● THE TASK
From the listing below, extract every line in which the word "blind" appears.

** DATASET follows **

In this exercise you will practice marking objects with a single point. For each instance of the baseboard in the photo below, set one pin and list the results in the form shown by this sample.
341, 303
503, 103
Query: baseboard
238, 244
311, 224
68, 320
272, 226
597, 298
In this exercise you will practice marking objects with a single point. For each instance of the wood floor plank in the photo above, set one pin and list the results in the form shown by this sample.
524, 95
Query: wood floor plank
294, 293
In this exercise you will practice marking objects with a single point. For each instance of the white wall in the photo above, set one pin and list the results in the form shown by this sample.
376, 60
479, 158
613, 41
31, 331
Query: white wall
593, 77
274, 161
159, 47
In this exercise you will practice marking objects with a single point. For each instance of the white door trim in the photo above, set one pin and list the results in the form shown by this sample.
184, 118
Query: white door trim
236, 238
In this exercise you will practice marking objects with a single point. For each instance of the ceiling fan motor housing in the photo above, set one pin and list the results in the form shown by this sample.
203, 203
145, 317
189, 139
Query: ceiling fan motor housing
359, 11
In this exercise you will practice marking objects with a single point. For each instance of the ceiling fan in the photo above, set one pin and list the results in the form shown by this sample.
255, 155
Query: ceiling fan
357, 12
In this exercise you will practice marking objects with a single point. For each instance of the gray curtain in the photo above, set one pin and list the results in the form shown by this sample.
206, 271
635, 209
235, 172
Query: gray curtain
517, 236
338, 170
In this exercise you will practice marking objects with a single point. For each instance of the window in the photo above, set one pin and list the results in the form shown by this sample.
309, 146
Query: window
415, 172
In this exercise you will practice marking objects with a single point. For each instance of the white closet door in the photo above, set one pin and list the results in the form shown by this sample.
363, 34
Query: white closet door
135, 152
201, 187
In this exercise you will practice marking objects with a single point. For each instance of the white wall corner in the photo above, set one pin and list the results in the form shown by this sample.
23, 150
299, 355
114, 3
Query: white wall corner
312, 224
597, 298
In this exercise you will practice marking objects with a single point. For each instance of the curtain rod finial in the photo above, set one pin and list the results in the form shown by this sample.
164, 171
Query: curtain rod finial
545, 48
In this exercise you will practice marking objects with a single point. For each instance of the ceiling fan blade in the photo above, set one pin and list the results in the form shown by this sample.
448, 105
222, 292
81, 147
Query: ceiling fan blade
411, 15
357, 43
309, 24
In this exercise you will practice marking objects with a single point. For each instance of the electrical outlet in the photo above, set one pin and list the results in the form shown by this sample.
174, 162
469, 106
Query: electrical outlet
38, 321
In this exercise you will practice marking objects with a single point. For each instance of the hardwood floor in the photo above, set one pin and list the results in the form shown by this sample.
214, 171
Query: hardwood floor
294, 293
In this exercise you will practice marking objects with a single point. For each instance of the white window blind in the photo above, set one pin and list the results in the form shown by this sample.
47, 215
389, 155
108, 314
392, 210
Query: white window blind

** End of DATASET **

● YOUR RESPONSE
In this exercise you will practice marking objects with a single point. For each instance of the white window blind in the photo above, set one pin and list the results in the form shown by this sample.
Query: white window blind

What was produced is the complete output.